◆ DIRECTIONS
1. List each numerical setting that the methods text on cell sheet migration and density gives for the nucleus-finding step, along with the value of each.
2. Continue the methods text on cell sheet migration and density, beginning after its final sentence.

───── PROVIDED TEXT ─────

Similarly, the characteristic length scale of motion was calculated by averaging the PIV flow field over increasing spatial distances. The decreasing variance in the flow field can then be fit to the exponential decay in Eq. (4) to calculate the characteristic length scale lc.

$$\sigma =A{e}^{-l/{l}_{c}}+B$$
(4)

For plots of migration metrics versus r/R, R is the radius of the cell sheet, while r is the location within the cell sheet. Data was binned in radial sections of size 0.05 r/R for plotting.

Density calculations

To measure density in the cell sheets, duplicate 12-well plates of cell sheets were created as described above in Migration Assay and Imaging. After the cell sheets were allowed to adhere overnight, the medium in each well was replaced with 1 ml of fresh medium. One hour later, one of the plates was fixed in ice cold methanol for 10 min on ice, followed by two rinses with PBS. The second plate was fixed 15 h after the first plate in the same manner. Both plates were then stained with DAPI. DAPI-stained plates were imaged on a PerkinElmer UltraView VoX spinning-disk confocal microscope with the same configuration as described above. DAPI images were illuminated with an Intensilight mercury light source.

The shape of each cell sheet was segmented using the edge segmentation approach described in Image Analysis. Nuclei centroids were found using a peak-finding algorithm by Crocker and Grier50,51. Images were bandpass filtered with a lower bandpass of size 4 pixels and a higher bandpass of size 30 pixels. A threshold of 6 was used for the peak finding function pkfind. False positives in the cell sheet boundary (caused by collagen clumps in the phase contrast image) were removed by excluding regions of the cell sheet region that did not contain nuclei. The cell sheet boundary was fit to a circle to calculate the radius of the cell sheet. Cell number fold change was calculated as the number of counted nuclei at t = 15 h divided by the number at t = 0 h. Average density was calculated as the number of cells within the cell boundary divided by the area of the cell sheet region. Density as a function of r/R was calculated by dividing the number of cells in a radial section of size 0.05 r/R by the area of the radial section.

───── EXTRACTED MATERIAL ─────

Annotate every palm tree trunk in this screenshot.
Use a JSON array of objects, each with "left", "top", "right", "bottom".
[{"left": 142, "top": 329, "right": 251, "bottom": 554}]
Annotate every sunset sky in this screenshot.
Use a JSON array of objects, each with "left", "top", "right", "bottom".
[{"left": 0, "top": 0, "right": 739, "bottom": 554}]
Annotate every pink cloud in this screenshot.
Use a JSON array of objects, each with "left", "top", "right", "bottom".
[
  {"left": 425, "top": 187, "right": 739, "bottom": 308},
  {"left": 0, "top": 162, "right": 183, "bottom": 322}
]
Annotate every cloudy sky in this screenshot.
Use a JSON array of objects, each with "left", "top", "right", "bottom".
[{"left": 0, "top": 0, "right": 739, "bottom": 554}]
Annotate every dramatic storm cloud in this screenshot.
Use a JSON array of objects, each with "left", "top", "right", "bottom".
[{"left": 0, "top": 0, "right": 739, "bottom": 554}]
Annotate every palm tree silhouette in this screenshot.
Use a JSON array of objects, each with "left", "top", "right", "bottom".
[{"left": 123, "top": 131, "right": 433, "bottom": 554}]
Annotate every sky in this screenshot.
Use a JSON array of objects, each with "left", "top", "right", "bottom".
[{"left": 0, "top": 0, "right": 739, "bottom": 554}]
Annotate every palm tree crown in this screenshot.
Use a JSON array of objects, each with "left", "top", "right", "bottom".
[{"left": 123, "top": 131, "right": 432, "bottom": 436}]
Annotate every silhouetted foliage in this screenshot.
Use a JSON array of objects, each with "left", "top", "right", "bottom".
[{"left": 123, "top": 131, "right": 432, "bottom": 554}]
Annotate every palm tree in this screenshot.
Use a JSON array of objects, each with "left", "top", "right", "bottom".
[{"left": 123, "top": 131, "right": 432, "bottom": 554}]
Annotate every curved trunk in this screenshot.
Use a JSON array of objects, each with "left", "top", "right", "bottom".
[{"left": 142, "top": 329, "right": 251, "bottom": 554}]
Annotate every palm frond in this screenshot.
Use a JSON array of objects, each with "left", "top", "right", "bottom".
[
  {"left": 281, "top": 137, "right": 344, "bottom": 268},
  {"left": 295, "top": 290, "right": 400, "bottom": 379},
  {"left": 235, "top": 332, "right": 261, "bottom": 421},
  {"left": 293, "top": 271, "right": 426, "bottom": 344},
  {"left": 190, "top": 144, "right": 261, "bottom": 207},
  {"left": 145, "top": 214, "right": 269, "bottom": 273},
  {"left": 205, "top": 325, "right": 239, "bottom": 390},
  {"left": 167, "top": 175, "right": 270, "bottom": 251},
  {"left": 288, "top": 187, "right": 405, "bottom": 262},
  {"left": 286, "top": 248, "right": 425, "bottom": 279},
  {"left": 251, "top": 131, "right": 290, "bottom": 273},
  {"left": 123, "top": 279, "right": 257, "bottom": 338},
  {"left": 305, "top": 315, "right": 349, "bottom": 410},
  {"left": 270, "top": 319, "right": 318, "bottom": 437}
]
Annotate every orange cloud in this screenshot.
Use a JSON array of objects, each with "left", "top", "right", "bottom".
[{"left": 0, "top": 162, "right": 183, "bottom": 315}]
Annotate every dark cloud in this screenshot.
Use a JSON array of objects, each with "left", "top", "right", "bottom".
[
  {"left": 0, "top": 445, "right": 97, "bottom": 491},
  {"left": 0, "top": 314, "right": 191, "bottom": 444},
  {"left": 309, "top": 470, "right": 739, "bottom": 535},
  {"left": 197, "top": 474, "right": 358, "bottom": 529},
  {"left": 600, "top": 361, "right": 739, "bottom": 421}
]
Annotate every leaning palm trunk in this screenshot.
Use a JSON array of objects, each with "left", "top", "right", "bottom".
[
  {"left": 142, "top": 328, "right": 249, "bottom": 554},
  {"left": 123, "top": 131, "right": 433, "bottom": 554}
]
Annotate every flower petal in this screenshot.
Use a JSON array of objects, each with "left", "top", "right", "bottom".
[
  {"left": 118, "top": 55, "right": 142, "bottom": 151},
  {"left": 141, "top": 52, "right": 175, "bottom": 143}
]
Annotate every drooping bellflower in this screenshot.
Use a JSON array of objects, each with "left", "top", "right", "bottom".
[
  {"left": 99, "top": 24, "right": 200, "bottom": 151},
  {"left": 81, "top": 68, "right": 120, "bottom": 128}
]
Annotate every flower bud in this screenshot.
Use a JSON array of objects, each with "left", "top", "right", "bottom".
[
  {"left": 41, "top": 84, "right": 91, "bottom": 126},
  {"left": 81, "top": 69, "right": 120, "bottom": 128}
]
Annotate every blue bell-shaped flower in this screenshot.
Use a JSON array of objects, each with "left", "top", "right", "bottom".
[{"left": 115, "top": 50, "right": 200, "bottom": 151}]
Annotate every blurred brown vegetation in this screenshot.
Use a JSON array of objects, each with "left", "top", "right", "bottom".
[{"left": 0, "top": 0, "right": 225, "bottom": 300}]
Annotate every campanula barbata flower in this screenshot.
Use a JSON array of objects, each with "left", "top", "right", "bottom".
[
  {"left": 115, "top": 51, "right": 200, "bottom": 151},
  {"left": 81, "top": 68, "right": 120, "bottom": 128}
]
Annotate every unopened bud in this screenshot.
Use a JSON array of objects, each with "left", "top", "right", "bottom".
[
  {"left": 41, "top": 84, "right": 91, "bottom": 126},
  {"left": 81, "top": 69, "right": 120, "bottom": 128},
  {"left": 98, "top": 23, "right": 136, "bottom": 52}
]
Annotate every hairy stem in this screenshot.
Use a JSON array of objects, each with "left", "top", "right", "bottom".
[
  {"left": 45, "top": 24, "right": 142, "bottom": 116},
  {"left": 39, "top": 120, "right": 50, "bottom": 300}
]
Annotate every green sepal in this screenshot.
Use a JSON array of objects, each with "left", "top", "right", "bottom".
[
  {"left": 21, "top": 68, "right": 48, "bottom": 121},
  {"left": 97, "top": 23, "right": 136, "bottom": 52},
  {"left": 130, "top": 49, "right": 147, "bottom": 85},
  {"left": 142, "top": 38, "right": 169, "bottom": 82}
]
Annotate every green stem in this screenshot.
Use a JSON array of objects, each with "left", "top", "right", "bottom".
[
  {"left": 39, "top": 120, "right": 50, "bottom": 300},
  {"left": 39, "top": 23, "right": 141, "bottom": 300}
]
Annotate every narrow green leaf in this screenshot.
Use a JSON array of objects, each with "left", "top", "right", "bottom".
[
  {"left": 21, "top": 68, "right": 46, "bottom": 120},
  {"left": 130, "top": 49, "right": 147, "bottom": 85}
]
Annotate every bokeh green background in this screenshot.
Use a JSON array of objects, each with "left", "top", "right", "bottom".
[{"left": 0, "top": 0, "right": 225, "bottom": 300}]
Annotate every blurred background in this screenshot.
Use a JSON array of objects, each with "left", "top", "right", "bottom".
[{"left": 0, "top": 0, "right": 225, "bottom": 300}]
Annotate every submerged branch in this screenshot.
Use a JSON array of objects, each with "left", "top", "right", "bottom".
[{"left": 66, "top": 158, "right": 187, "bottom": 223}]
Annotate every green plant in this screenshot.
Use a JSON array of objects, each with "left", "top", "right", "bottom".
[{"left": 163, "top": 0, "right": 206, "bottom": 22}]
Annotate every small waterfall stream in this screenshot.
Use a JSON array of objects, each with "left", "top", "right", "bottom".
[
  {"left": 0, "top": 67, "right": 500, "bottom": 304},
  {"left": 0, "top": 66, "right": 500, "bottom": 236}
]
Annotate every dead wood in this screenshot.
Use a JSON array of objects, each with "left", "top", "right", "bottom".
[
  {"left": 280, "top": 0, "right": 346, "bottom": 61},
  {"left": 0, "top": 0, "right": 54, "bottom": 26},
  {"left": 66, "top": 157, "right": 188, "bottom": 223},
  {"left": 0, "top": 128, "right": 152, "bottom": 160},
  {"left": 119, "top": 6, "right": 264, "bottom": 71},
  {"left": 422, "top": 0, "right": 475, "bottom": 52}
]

─────

◆ RESULTS IN ORDER
1.
- Lower bandpass: 4 pixels
- Higher bandpass: 30 pixels
- Threshold for the peak finding function pkfind: 6

2.
Clustering analysis

Migration assay imaging data was collected as paired biological replicates where multiple cell lines were imaged in the same 12-well plate over time using multi-position time-lapse imaging. To compare multiple metrics in a multidimensional collective migration phenotype, paired t-statistics were calculated for each metric. As shown in Supplementary Fig. S7, a paired difference was first calculated for each cell line compared to the control. The mean of this paired difference divided by the standard error of the paired difference is the paired t-statistic, which is used to report summaries of multidimensional migration phenotypes.

Clustering of cell lines and migration metrics was based on the correlation distance (one minus the sample correlation between points). An agglomerative hierarchical cluster tree was calculated using MATLAB’s linkage function using the ‘average’ method for the ‘correlation’ distance metric between clusters. Dendrograms were created using the leaf ordering determined by MATLAB’s optimalleaforder function.

The cluster tree was divided into distinct clusters as previously described26,52. Clustering matrices for the metrics and cell lines respectively were ordered according to the optimal leaf order. This matrix was then fit to a block-diagonal structure using greedy algorithm for splitting the data into blocks and a Bayesian information criterion (BIC) to avoid overfitting in determining cluster boundaries.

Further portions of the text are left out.